Goal of the exercise: Copy the records below verbatim, starting at the line that contains "point: eyeglasses -- one" and continuing through the last line of the records.

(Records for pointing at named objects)
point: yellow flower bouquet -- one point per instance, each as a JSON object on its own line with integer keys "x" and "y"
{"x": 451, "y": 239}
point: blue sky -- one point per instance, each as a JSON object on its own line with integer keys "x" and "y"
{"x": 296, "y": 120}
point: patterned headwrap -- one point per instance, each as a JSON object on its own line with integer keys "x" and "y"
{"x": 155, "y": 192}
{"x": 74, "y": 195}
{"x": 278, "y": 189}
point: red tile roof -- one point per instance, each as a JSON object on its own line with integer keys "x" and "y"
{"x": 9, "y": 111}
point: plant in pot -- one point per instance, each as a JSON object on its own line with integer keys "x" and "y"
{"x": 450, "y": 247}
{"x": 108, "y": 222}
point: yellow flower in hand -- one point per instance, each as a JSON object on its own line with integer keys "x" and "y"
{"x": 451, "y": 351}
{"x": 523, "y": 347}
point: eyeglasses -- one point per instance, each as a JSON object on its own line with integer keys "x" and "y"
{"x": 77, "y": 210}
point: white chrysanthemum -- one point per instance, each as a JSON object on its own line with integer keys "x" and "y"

Response:
point: eyeglasses -- one point per instance, each as a JSON object on its own line with integer keys "x" and "y"
{"x": 77, "y": 210}
point: white chrysanthemum -- one point per instance, each as a JSON object on its own line with integer keys "x" and "y"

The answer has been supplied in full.